## Given data
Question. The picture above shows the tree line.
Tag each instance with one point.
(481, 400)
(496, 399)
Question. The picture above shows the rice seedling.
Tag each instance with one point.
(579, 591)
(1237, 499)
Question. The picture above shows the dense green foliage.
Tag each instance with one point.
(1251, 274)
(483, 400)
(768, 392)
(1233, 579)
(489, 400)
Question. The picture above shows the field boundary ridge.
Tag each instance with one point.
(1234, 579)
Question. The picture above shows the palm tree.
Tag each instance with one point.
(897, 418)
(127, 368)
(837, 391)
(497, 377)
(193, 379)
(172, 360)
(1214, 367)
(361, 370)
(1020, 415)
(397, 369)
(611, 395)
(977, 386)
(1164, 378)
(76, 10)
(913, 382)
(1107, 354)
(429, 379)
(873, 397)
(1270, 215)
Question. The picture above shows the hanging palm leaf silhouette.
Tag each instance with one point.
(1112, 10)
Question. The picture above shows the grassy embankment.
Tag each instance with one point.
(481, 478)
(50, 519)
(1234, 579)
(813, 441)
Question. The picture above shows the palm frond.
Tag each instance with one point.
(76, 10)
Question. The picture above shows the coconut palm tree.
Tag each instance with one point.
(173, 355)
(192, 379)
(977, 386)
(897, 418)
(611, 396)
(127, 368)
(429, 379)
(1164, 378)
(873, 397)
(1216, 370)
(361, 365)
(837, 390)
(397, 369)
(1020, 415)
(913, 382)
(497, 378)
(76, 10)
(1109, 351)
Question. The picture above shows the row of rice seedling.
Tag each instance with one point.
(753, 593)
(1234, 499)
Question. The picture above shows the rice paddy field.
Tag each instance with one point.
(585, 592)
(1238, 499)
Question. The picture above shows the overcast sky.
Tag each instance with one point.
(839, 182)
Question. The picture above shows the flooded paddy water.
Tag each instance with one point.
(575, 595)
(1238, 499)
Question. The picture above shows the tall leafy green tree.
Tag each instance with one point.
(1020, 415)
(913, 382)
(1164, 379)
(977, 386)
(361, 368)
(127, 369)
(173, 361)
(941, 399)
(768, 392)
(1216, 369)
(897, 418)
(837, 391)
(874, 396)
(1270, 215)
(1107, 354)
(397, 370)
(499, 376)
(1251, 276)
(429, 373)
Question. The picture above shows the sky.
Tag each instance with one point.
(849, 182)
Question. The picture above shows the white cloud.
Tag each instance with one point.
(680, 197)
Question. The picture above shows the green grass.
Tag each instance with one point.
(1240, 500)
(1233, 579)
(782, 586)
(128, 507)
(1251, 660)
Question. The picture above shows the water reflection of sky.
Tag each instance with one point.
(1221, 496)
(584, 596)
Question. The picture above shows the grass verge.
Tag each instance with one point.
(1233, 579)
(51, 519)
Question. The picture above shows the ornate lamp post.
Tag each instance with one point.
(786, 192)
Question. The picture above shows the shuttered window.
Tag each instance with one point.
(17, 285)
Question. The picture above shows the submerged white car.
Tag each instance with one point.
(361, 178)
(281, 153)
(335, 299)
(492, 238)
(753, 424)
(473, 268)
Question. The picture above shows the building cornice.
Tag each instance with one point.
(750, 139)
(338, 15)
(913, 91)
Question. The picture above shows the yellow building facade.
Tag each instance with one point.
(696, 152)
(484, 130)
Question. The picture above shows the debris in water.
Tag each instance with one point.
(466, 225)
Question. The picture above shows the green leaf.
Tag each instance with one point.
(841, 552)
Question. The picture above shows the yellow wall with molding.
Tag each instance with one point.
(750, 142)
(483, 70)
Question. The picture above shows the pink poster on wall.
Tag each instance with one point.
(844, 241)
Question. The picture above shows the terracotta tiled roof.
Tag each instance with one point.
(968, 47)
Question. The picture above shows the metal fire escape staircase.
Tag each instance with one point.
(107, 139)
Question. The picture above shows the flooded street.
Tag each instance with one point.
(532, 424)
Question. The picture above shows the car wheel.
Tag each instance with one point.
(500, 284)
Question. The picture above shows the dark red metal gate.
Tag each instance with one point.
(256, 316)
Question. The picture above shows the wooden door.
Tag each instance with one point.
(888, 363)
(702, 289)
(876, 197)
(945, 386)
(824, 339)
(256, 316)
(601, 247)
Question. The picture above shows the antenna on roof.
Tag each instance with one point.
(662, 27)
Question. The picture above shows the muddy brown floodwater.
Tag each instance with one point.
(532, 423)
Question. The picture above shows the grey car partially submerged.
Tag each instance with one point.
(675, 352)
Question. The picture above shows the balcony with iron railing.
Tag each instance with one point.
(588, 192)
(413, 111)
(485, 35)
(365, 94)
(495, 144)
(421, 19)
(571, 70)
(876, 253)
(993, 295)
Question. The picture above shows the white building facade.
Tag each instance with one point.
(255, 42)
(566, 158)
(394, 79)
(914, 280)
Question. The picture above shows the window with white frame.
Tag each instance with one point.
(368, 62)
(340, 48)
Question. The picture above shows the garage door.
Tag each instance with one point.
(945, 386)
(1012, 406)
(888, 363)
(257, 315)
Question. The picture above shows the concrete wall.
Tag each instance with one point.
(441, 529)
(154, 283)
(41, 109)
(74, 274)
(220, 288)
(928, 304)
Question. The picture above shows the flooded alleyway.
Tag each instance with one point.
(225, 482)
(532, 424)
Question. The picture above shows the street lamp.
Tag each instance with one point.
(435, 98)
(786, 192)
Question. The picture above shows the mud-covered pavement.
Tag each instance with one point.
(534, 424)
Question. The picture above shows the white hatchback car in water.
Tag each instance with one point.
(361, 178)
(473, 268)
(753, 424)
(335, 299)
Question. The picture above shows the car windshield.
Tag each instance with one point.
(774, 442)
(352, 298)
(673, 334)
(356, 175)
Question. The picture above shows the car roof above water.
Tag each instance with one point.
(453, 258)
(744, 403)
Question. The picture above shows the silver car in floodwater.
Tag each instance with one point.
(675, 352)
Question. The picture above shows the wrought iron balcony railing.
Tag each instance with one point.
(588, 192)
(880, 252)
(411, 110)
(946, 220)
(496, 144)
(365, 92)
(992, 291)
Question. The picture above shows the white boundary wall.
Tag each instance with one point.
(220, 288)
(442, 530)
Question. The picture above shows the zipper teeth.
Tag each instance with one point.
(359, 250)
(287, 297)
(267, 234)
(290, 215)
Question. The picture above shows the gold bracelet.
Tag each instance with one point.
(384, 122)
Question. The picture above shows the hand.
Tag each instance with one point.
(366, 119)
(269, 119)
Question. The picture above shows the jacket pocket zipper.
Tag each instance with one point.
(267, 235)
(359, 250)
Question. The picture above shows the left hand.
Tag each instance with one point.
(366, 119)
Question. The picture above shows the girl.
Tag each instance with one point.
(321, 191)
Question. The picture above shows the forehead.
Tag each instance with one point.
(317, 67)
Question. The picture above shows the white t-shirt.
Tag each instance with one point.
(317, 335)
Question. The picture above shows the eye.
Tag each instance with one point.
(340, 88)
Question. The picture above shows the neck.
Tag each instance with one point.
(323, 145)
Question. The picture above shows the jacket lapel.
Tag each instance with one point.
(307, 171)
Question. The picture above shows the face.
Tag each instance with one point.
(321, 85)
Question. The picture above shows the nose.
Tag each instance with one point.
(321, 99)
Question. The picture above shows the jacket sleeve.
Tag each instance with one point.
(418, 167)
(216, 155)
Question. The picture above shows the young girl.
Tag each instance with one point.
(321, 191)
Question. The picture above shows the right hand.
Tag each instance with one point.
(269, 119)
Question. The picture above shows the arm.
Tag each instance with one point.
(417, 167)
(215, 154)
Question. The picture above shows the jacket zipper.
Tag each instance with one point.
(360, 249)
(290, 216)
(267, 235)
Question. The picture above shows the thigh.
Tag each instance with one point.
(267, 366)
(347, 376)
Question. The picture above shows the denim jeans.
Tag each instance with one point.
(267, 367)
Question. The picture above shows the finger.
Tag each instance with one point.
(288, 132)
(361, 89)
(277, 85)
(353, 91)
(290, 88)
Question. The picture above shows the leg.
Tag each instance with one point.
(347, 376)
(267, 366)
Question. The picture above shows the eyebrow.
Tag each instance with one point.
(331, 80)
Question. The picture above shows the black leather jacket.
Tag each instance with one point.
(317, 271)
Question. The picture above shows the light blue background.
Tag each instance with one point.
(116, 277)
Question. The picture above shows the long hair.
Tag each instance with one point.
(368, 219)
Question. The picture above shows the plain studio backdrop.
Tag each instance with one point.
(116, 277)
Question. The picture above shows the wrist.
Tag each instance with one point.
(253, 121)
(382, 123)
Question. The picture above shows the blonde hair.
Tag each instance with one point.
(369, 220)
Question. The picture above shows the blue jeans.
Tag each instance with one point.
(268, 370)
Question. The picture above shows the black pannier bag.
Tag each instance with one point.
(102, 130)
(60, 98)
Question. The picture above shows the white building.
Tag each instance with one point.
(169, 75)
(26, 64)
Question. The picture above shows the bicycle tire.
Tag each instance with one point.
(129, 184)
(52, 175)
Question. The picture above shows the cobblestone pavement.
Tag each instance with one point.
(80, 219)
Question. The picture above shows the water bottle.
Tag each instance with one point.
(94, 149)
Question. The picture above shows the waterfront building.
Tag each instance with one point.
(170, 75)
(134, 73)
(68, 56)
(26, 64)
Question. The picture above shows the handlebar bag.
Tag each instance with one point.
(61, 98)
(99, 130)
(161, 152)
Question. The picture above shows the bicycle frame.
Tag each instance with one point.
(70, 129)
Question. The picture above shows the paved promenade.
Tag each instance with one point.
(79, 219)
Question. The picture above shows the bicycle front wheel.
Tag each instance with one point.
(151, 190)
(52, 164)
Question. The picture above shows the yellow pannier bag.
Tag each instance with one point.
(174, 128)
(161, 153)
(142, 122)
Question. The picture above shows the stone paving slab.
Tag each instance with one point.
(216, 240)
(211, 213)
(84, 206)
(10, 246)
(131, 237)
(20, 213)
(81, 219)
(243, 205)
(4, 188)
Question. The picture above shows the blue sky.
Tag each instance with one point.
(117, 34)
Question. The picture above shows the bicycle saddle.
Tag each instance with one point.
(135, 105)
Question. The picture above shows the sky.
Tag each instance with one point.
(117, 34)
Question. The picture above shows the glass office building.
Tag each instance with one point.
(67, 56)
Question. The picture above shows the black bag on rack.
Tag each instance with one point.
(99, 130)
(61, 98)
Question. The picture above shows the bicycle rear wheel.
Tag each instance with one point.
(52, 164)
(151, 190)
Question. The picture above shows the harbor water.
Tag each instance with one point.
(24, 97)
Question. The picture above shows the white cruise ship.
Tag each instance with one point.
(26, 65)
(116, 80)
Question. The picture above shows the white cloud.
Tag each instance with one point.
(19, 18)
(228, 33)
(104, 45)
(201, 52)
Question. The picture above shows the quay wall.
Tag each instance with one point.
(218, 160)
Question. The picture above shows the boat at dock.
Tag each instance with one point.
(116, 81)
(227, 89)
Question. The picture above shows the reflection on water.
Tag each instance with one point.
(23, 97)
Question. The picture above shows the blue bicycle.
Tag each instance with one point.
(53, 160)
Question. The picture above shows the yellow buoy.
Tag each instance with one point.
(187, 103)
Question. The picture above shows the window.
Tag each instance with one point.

## What to work on
Write out the lines again, unchanged, taking everything from the line that contains "Question. The picture above shows the window." down to the last line.

## Output
Question. The picture above shows the window.
Tag each instance with one point.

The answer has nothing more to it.